_Work required_
Repeat the passage from the remarks on rate cuts and net interest margins, starting with "So having said" and going on through "all the questions.".

So if you recollect when we were anticipating rate cuts, four rate cuts for the year, everybody was being opportunistic and suggesting that there would probably be one rate cut every quarter. That has not happened in the first half. And hence, you see there is a pressure on our net interest margins because we've done well on our asset side by booking new volumes or locking fixed-rate financing. However, on the liability side, a large portion of our liabilities continue to be fixed deposits and are priced higher than where we would want them to be priced at.

So having said that, in the second half of 2025, should the interest rate start to come down, and there is a possibility that now, starting September, there would be interest rate movements, we would be at an advantage given the structure of our balance sheet and of our liability book because a large portion of our liabilities would be repriced downwards. I hope I have clarified this and I've cleared the NIM-related query because that continues to appear on almost all the questions.

_Records supplied_
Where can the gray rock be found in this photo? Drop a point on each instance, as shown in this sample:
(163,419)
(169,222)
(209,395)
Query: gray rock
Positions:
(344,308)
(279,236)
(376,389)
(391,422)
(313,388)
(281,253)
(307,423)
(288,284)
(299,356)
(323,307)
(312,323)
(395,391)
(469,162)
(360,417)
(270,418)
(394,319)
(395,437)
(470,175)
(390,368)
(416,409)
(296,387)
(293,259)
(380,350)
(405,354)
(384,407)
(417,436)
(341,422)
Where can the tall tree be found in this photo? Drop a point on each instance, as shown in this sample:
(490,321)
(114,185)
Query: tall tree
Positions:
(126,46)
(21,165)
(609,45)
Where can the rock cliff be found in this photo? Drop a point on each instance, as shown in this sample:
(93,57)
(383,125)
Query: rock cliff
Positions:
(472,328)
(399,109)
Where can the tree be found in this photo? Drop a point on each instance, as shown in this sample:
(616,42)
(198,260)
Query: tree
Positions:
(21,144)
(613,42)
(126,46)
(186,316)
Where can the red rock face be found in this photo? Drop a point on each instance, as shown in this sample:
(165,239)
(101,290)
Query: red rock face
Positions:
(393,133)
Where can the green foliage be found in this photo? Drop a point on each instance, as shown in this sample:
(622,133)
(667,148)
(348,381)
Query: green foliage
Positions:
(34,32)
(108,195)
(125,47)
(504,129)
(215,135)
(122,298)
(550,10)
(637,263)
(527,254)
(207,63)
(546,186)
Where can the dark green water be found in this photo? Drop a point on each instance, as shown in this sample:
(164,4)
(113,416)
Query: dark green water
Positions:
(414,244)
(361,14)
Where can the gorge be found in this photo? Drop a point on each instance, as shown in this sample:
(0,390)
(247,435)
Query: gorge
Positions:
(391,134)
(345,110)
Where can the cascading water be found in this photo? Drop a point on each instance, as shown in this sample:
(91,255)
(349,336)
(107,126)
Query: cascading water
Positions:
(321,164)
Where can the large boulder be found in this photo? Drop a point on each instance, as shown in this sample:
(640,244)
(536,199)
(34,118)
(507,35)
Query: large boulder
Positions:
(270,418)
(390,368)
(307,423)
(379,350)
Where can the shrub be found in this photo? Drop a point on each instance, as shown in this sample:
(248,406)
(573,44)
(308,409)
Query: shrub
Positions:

_Result for this task_
So having said that, in the second half of 2025, should the interest rate start to come down, and there is a possibility that now, starting September, there would be interest rate movements, we would be at an advantage given the structure of our balance sheet and of our liability book because a large portion of our liabilities would be repriced downwards. I hope I have clarified this and I've cleared the NIM-related query because that continues to appear on almost all the questions.